▸ SELECTED EXTRACT:
Anywhere from a couple hours to like 12 depending on how well the processes go on a brew day.

Scientastic
Mar 1, 2010

TRULY scientastic.
🔬🍒


Chewbecca posted:

Question for all: how many hours of actual work do you do as part of one full working day (or shift)?

Do meetings count as work?

AceClown
Sep 11, 2005

Chewbecca posted:

Question for all: how many hours of actual work do you do as part of one full working day (or shift)?

it really depends, I'm a major incident manager doing 12 hour 4 on 4 off shifts and I can go sometimes an entire block without doing anything meaningful.

However when serious poo poo is going wrong I'll be doing stuff for almost the entire 12 hour shift.

but the busy days are far far less than the days where gently caress all happens and like poster above night shifts are almost always 0 hours worked.

whats interesting is that my role is entirely financed by the customers who have bought major incident as a service, so even if I'm not actually doing anything meaningful it still costs the company nothing!

Machai
Feb 21, 2013

3+

I'm IT support, so if people don't have issues, then I don't have much to do. Today has been mostly wiping old computers/tablets to give to kids for school work, and a couple small issues that have popped up.

Konar
Dec 14, 2006

by Fluffdaddy

Chewbecca posted:

Question for all: how many hours of actual work do you do as part of one full working day (or shift)?

I hate this question

ALL OF THEM, me being around and available is the actual work

If you're an employee asking yourself this, stop worrying for the above reason

If you're an employer asking yourself about others, adjust your internal metrics for what is a good worker, or just gently caress off

Thomamelas
Mar 11, 2009

Chewbecca posted:

Question for all: how many hours of actual work do you do as part of one full working day (or shift)?

It depends. If I am not teaching class that day then 0-3. If I am teaching class, then 5 or so.

tinytort
Jun 10, 2013

Super healthy, super cheap

Chewbecca posted:

Question for all: how many hours of actual work do you do as part of one full working day (or shift)?

Probably around 6.5, out of a 7 hour shift. But I work as a janitor in a hotel restaurant, so on a good day, I've got time to take a minute and hydrate and breathe. On a bad day, the only time I'm guaranteed to be able to sit is my meal break and I'm going to be rushing everything.

MrQwerty
Apr 15, 2003

LOVE IS BEAUTIFUL
(づ ̄ ³ ̄)づ♥(‘∀’●)



tinytort posted:

Probably around 6.5, out of a 7 hour shift. But I work as a janitor in a hotel restaurant, so on a good day, I've got time to take a minute and hydrate and breathe. On a bad day, the only time I'm guaranteed to be able to sit is my meal break and I'm going to be rushing everything.

postmortem but between 8.5 and 12.8, clocked, at the place before the last I worked at and exactly 8 hours at the last place I worked at

except that one time I worked 16 hours on thanksgiving at the place that made me work 12.8 cuz nobody was coming in to finish the fill

The Moon Monster
Dec 30, 2005

Escape From Noise posted:

Oof. Yeah. I'm really glad I saw that coming. I'm pretty sure these guys were regularly working 18 hour days or something. There was nobody on staff with professional brewing experience and the owner was just asking the impossible from everyone.

I worked at a microbrewery for awhile after college. I was a lowly bottling line worker so I got away with 40 hour weeks plus a reasonable amount of over time, but our two master brewers were working something like 80 hour weeks as a baseline. I think at least one eventually quit and opened an Indian restaurant.

▸ INFORMATION:
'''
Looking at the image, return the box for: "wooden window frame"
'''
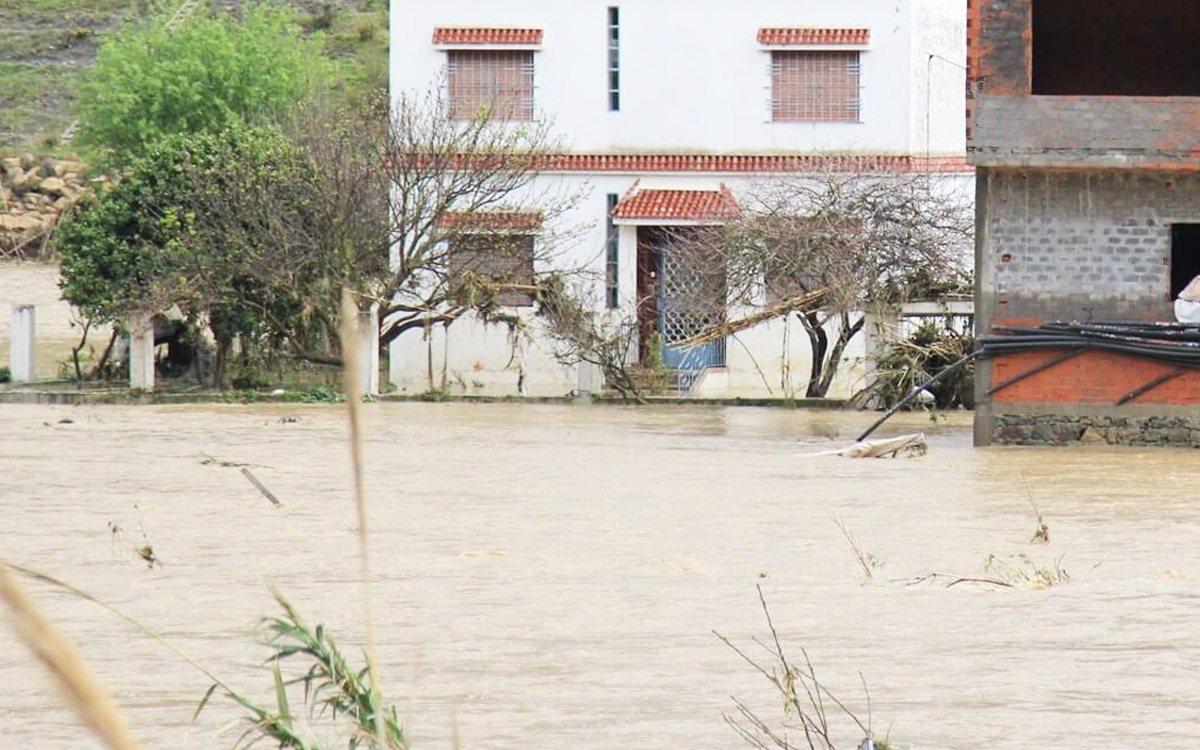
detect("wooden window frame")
[770,49,863,122]
[445,49,534,121]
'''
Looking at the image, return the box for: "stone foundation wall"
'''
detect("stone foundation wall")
[992,414,1200,448]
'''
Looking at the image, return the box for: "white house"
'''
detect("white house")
[389,0,972,396]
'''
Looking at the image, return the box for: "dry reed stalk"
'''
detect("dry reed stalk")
[0,559,142,750]
[342,288,389,750]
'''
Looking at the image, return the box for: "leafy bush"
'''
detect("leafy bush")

▸ TO DO:
**a)** In the forum thread on working hours, what kind of shifts does the major incident manager work?
**b)** Retype the part of the forum thread on working hours starting at "The Moon Monster" and ending at "impossible from everyone.".
The rows have nothing to do with the forum thread on working hours.

▸ ANSWERS PROVIDED:
**a)** 12-hour shifts, 4 on and 4 off.

**b)**
The Moon Monster
Dec 30, 2005

Escape From Noise posted:

Oof. Yeah. I'm really glad I saw that coming. I'm pretty sure these guys were regularly working 18 hour days or something. There was nobody on staff with professional brewing experience and the owner was just asking the impossible from everyone.